** SUPPLIED MATERIAL **
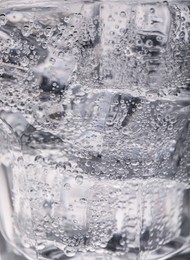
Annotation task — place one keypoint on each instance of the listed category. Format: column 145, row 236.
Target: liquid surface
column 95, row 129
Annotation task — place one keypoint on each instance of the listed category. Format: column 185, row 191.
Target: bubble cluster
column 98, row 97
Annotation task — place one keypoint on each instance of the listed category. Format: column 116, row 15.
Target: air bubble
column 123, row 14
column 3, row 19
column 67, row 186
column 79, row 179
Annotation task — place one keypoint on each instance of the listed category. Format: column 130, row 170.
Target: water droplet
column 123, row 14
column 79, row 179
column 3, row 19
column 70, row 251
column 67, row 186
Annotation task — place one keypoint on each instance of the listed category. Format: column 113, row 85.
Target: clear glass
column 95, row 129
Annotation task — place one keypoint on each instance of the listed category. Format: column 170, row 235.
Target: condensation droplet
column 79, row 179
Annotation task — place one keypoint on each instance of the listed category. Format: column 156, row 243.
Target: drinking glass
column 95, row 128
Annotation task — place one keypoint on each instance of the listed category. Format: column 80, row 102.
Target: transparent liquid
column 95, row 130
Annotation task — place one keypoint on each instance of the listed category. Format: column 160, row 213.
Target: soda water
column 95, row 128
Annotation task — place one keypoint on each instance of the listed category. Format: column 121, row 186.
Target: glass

** WHAT IS BEING ASKED **
Copy every row above word for word, from the first to the last. Leave the picture out of your copy.

** WRITTEN SOLUTION **
Annotation task — place one keypoint on each instance of the listed category. Format: column 145, row 236.
Target: liquid surface
column 95, row 129
Annotation task — place one keypoint on each instance of the listed category. Format: column 185, row 191.
Target: bubble cluster
column 98, row 97
Annotation task — place one keypoint on each instance of the listed category. Format: column 116, row 15.
Target: air bubble
column 123, row 14
column 3, row 19
column 67, row 186
column 79, row 179
Annotation task — place one keypoint on each instance of the listed category. Format: column 130, row 170.
Target: water droplet
column 123, row 14
column 79, row 179
column 3, row 19
column 70, row 251
column 67, row 186
Annotation task — place one keypoint on each instance of the listed category. Format: column 113, row 85.
Target: clear glass
column 95, row 129
Annotation task — place one keypoint on each instance of the listed category. Format: column 170, row 235.
Target: condensation droplet
column 79, row 179
Annotation task — place one keypoint on each instance of the listed category. Format: column 156, row 243.
Target: drinking glass
column 95, row 128
Annotation task — place one keypoint on each instance of the listed category. Format: column 80, row 102.
Target: transparent liquid
column 95, row 130
Annotation task — place one keypoint on each instance of the listed category. Format: column 160, row 213.
Target: soda water
column 95, row 128
Annotation task — place one keypoint on each instance of the listed category. Format: column 121, row 186.
Target: glass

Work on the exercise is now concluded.